Directions for this task:
Your answer should be an exact copy of the data.

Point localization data
=== Section Start ===
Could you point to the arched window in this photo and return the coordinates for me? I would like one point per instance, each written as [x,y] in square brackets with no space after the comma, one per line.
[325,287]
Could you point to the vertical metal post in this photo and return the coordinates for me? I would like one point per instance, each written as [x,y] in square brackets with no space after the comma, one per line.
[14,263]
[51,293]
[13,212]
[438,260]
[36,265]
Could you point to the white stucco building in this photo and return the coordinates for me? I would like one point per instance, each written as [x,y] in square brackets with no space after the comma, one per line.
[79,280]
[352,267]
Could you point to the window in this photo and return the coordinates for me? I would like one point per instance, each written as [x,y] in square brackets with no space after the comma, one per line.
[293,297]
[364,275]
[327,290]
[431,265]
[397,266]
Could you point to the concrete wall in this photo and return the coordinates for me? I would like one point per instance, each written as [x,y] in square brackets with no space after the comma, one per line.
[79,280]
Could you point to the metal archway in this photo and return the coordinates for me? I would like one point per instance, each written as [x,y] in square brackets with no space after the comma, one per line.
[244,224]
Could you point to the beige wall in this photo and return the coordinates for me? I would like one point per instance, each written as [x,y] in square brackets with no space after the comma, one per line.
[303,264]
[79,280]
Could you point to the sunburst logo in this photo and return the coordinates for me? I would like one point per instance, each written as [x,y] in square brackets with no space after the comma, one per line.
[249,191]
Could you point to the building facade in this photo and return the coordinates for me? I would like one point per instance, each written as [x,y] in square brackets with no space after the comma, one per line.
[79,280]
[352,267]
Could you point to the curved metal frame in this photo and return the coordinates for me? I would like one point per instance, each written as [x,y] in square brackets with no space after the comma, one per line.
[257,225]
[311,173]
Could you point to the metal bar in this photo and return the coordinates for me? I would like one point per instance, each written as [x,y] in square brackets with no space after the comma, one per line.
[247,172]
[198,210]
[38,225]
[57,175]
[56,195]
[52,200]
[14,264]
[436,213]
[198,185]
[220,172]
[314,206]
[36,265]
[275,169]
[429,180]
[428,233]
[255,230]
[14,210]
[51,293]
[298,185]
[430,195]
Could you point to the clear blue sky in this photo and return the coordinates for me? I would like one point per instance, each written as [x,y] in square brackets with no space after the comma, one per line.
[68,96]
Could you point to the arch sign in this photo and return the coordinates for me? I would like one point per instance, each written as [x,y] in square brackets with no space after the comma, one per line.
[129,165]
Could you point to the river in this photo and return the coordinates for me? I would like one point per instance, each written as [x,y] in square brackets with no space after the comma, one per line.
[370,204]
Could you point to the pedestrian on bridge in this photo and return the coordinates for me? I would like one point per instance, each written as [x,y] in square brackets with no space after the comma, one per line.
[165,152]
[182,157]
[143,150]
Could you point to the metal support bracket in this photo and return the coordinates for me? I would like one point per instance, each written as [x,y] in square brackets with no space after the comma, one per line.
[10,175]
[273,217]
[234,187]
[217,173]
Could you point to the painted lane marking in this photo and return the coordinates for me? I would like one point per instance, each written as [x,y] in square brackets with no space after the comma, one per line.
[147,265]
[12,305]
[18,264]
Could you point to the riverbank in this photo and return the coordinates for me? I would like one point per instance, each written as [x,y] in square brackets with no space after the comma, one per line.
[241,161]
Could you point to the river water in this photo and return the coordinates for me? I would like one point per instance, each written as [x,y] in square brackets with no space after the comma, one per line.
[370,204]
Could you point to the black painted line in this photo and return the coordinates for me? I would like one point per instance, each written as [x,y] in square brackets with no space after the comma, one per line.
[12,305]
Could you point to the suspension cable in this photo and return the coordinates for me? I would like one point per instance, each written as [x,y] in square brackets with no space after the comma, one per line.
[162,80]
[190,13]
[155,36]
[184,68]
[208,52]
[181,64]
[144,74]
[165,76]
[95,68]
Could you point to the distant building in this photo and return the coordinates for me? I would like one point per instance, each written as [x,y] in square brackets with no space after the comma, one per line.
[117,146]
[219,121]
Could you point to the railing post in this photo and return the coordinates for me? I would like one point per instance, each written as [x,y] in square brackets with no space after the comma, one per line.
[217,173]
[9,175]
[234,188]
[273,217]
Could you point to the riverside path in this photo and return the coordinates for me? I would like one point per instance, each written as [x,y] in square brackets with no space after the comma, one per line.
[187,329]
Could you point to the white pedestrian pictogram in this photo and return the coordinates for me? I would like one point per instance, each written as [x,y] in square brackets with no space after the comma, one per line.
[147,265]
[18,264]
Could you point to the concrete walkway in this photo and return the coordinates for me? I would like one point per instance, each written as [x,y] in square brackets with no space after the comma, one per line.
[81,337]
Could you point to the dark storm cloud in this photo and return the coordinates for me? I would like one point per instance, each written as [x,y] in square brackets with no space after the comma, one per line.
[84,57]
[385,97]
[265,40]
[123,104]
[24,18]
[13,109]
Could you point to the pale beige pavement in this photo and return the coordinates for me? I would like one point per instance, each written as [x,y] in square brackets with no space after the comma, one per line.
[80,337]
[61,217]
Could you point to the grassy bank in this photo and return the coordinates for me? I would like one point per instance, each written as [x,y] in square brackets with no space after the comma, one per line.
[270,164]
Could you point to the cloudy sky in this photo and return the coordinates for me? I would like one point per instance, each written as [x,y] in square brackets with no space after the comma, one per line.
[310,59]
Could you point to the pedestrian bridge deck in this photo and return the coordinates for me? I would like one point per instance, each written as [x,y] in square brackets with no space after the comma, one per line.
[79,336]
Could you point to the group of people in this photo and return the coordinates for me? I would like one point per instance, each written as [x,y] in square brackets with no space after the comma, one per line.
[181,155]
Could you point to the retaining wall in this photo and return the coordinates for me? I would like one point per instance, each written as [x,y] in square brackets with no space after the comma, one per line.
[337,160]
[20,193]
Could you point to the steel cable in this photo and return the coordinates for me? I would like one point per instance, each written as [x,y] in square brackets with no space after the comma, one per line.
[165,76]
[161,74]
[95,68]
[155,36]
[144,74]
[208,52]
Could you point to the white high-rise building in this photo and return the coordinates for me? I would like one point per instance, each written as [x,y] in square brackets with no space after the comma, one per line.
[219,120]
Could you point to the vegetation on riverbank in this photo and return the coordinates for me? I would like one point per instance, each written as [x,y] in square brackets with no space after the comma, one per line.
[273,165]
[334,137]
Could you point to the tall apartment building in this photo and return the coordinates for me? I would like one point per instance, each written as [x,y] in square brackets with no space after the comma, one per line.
=== Section End ===
Finished task:
Could you point to the arched window in this photo and return the coordinates for me? I would like one point per instance, each written as [x,y] in square brackets with no space after the comma, one per line.
[325,287]
Could you point to the vertical metal post in this photo and return the coordinates for me? I would like one point per instance, each written as [x,y] in square brackets with no space after the comma, one per line.
[14,263]
[51,293]
[13,212]
[438,260]
[36,265]
Could you point to the white stucco building in this photo and return the coordinates for me? I would like one point per instance, each written as [x,y] in square brackets with no space after the comma, one per line.
[79,280]
[352,267]
Could you point to the window in this photo and return the coordinates for me? I would like one point per instance, each written as [x,y] in square brackets with no space after the comma, one per line.
[293,297]
[364,275]
[327,290]
[431,265]
[397,266]
Could you point to the concrete wall in this photo and return the coordinates for me? I would like one point per instance, each written as [x,y] in square brackets with no space after the comma, one per line.
[79,280]
Could you point to the metal archway in this photo and return the coordinates for me? I would like one point per instance, each written as [x,y] in square brackets with no space after the comma, one per line.
[244,224]
Could you point to the beige wall in this photo and return the coordinates for me? I would like one point per instance, each written as [x,y] in square brackets with no space after the comma, one per line.
[303,264]
[79,280]
Could you point to the sunburst logo in this photo and return the coordinates for me? I would like one point per instance, each written as [x,y] in square brackets with no space after the comma, one per line.
[249,191]
Could you point to the building facade in this photo and return the coordinates for me? I would like one point per instance, each written as [x,y] in square brackets with no space after the comma, one per line.
[79,280]
[352,267]
Could you point to the curved metal frame in this photo and return the coordinates for me? I would like one point per instance, each written as [x,y] in square brackets with no space after the comma, one per line.
[257,225]
[311,173]
Could you point to the metal bar in this photo and return the coordinates for me? I would like one point per instance, each written as [x,y] in square brackets with no space after the comma, one per line.
[247,172]
[198,210]
[38,225]
[57,175]
[56,195]
[52,200]
[14,264]
[436,213]
[198,185]
[220,172]
[314,206]
[36,265]
[275,169]
[429,180]
[428,233]
[255,230]
[14,210]
[51,293]
[298,185]
[430,195]
Could you point to the clear blue sky in this photo and return the coordinates for me? I would like one point per instance, each written as [x,y] in square brackets with no space after the comma, one per line.
[68,96]
Could you point to the arch sign in this photo and return the coordinates for me? I would like one point per instance, each written as [x,y] in square brackets with no space after the comma, one per line.
[129,165]
Could you point to the river in this photo and return the coordinates for me? I would like one point per instance, each written as [x,y] in square brackets with no space after the comma, one per line.
[370,204]
Could you point to the pedestrian on bridge in this photo and return the coordinates for me? I would like one point per instance, each written as [x,y] in square brackets with no space after the comma, one per line.
[165,152]
[182,157]
[143,150]
Could you point to the metal support bracket in this photo and return the coordinates for me? I would like one point per instance, each written as [x,y] in square brackets with no space after the comma, one per line.
[10,175]
[273,217]
[234,187]
[217,173]
Could you point to the painted lane marking in this photo and return the coordinates for me? I would like one point per instance, each written as [x,y] in square brackets with no space after the comma, one per line.
[147,265]
[12,305]
[18,264]
Could you point to the riverbank in this photo and return the coordinates for me? I would like one point per instance, each written as [x,y] in square brackets with no space after the comma, one per line.
[241,161]
Could you point to the river water in this photo and return the coordinates for me? I would like one point per instance, each written as [x,y] in square brackets with no space after the comma, one per line.
[370,204]
Could you point to the black painted line in this photo and return the coordinates for me? I would like one point per instance, each written as [x,y] in square brackets with no space after the comma, one per line.
[12,305]
Could you point to the suspension cable in this photo and return the coordinates for me? I would like one point per instance, each written as [x,y] in square brackets with no space after the comma, one per line.
[162,80]
[190,13]
[155,36]
[184,68]
[208,52]
[181,64]
[144,74]
[165,76]
[95,68]
Could you point to the distant building in this photo and return the coordinates for me? I would like one point per instance, each written as [x,y] in square brackets with no space after the comma, one per line.
[117,146]
[219,121]
Could you point to the railing post in this photo and return the coordinates for me? I would like one point per instance, each written as [x,y] in square brackets with no space after the comma, one per line.
[217,173]
[9,175]
[234,188]
[273,217]
Could you point to the riverside path in this photo and return the coordinates for me? I would like one point per instance, each written as [x,y] in square brackets with no space after the comma, one per line.
[187,329]
Could you point to the white pedestrian pictogram in this photo and return the coordinates for me? I would like one point per instance, each written as [x,y] in square brackets with no space after the comma, one per line.
[147,265]
[18,264]
Could you point to the concrete walkway in this photo and return the coordinates for me? I would like one point per instance, each written as [x,y] in square brackets with no space after the comma, one per line.
[81,337]
Could you point to the dark storm cloud in this photo and return the coordinates for me? I would like one point per instance, each written as [x,y] in square brackets with no space after the comma, one per line.
[84,57]
[385,97]
[265,40]
[123,104]
[24,18]
[13,109]
Could you point to the pale beige pavement in this photo and return the coordinates for me? I would like one point per instance, each written as [x,y] in square brackets with no space after the comma, one per line.
[80,337]
[61,217]
Could you point to the grassy bank in this photo and return the coordinates for me? I would like one point per instance, each written as [x,y] in square brackets with no space after the comma, one per line.
[270,164]
Could you point to the cloudy sky in this photo and return the coordinates for me? I would like one point per instance, each written as [x,y] in square brackets with no space after the comma, one per line.
[310,59]
Could you point to the pedestrian bridge deck in this photo and return the coordinates for me? I would like one point per instance, each written as [x,y] in square brackets with no space after the comma, one per line.
[79,336]
Could you point to the group of people in this photo and return the coordinates for me? I would like one point per instance, each written as [x,y] in square brackets with no space after the comma, one per line.
[181,155]
Could you point to the retaining wall in this photo and return the coordinates for me? I would like one point per instance, each written as [x,y] in square brackets with no space after the comma, one per line.
[337,160]
[20,193]
Could you point to the steel cable in this photo and return the coordinates for me? I would like one point per instance, each written as [x,y] in square brackets with no space after the comma, one per line.
[165,76]
[161,74]
[95,68]
[155,36]
[144,74]
[208,52]
Could you point to the white high-rise building in this photo and return the coordinates for me? I would like one point per instance, each written as [x,y] in square brackets with no space after the comma, one per line.
[219,120]
Could you point to the vegetation on riverbank in this photo and return the coordinates for me? I would like one point per instance, each written as [x,y] in square brackets with no space after the comma, one per line.
[273,165]
[334,137]
Could you point to the tall apartment building in this photo and return the coordinates for me? I would like one point per instance, each written as [x,y] in square brackets with no space after the comma, one per line.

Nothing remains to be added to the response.